▶ REQUIRED WORK: Put every line from the start of the material down to the line containing "258L307 309L298 402L333", both included, into a Markdown table with the columns Row and Line. Number the rows and leave out blank lines.

▶ Stored data entries:
---
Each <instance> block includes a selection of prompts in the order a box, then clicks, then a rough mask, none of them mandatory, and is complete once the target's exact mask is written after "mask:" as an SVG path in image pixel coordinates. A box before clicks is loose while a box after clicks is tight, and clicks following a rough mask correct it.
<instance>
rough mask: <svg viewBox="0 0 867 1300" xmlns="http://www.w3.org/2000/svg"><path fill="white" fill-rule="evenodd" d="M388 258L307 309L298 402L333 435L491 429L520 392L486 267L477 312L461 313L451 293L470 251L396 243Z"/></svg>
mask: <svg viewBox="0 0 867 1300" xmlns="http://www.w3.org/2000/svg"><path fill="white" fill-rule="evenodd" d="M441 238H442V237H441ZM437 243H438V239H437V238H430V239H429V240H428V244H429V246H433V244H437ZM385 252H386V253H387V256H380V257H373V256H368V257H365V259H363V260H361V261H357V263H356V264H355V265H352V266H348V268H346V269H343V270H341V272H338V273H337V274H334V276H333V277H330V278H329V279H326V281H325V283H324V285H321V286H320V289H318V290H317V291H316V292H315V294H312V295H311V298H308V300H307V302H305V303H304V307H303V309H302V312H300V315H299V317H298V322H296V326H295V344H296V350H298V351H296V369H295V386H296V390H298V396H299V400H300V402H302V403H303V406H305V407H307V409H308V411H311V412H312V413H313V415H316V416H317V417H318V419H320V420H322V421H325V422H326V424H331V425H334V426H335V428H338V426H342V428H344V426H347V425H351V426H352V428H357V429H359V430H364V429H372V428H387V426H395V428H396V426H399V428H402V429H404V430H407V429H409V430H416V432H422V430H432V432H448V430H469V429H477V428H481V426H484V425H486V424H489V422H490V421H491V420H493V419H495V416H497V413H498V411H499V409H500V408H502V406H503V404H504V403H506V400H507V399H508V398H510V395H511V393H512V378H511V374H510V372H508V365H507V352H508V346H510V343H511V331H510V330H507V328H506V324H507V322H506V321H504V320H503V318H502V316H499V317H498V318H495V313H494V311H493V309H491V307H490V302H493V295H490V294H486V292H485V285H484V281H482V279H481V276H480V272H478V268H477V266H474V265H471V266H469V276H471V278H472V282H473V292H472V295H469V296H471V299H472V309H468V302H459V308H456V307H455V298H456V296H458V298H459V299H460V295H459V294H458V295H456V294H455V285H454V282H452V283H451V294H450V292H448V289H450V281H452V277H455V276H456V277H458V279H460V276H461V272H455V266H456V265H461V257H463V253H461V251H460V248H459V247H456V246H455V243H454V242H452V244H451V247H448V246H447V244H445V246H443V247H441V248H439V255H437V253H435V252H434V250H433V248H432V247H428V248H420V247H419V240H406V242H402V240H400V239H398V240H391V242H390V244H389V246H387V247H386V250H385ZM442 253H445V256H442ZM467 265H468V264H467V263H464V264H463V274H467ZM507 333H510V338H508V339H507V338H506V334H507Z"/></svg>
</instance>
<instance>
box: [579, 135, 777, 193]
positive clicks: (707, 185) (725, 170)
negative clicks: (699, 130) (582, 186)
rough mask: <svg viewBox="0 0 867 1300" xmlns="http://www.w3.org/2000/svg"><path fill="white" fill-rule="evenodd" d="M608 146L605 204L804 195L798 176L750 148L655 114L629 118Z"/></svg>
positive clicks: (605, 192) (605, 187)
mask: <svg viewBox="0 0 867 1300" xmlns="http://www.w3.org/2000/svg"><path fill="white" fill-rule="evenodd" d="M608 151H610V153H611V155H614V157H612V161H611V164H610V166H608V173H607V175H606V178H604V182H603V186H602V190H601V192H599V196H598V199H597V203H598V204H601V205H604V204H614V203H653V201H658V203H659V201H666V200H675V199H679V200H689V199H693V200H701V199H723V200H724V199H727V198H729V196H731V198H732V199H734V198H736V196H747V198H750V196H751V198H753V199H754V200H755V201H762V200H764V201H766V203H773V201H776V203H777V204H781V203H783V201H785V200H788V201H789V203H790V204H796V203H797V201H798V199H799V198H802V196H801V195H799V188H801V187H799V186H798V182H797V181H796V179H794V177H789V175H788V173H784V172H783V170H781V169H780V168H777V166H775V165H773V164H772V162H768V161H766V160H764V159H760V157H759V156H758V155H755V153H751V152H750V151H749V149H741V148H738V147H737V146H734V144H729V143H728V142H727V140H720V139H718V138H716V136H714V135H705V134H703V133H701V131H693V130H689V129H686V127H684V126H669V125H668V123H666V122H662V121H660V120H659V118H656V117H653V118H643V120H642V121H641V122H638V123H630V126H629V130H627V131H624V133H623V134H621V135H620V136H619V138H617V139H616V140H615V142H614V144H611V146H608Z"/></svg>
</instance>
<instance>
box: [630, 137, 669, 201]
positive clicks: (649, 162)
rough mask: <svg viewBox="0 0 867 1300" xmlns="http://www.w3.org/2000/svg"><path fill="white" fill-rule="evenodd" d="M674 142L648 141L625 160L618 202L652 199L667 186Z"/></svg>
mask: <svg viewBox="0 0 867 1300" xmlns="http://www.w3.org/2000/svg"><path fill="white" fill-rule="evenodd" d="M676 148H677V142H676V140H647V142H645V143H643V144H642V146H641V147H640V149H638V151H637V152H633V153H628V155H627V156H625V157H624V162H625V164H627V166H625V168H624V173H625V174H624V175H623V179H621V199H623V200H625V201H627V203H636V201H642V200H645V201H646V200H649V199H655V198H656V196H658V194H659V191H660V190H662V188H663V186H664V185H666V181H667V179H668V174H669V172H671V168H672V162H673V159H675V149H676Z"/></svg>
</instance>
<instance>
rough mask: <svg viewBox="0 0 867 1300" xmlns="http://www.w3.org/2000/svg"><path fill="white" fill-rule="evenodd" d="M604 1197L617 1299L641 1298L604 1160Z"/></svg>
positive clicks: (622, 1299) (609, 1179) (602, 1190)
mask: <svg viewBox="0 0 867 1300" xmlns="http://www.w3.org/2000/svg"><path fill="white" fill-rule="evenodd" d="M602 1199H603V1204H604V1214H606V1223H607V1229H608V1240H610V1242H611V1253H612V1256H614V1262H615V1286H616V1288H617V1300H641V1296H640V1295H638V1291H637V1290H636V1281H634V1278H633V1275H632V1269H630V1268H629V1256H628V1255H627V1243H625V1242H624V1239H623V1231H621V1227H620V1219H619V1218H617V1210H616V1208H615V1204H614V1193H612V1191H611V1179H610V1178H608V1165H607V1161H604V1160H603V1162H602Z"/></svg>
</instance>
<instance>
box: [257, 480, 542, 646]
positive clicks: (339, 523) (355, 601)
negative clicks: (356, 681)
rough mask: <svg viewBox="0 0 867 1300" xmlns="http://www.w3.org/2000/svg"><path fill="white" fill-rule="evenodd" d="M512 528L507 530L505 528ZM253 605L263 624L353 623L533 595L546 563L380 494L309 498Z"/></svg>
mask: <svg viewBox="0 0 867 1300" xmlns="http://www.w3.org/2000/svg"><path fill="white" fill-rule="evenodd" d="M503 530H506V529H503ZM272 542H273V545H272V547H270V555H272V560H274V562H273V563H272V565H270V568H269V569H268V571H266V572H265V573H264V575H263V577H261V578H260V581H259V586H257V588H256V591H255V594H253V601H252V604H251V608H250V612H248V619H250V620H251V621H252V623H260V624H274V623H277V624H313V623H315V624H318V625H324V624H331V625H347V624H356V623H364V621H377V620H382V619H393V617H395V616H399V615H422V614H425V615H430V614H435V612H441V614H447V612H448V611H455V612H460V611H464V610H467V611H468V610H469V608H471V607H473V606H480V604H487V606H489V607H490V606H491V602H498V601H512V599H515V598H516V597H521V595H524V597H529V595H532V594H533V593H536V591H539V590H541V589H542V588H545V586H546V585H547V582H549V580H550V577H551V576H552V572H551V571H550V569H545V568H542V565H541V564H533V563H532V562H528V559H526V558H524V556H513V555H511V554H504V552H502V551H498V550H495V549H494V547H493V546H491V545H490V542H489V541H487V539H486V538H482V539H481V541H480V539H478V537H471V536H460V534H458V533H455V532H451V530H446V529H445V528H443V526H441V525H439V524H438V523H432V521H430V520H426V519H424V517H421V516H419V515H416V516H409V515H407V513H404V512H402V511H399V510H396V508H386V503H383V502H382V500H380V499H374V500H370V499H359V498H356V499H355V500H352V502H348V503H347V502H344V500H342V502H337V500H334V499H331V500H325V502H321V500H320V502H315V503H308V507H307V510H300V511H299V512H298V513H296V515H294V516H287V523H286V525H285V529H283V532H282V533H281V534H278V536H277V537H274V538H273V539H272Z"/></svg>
---
▶ EXERCISE ANSWER:
| Row | Line |
|---|---|
| 1 | Each <instance> block includes a selection of prompts in the order a box, then clicks, then a rough mask, none of them mandatory, and is complete once the target's exact mask is written after "mask:" as an SVG path in image pixel coordinates. A box before clicks is loose while a box after clicks is tight, and clicks following a rough mask correct it. |
| 2 | <instance> |
| 3 | rough mask: <svg viewBox="0 0 867 1300" xmlns="http://www.w3.org/2000/svg"><path fill="white" fill-rule="evenodd" d="M388 258L307 309L298 402L333 435L491 429L520 392L486 267L477 312L461 313L451 293L470 251L396 243Z"/></svg> |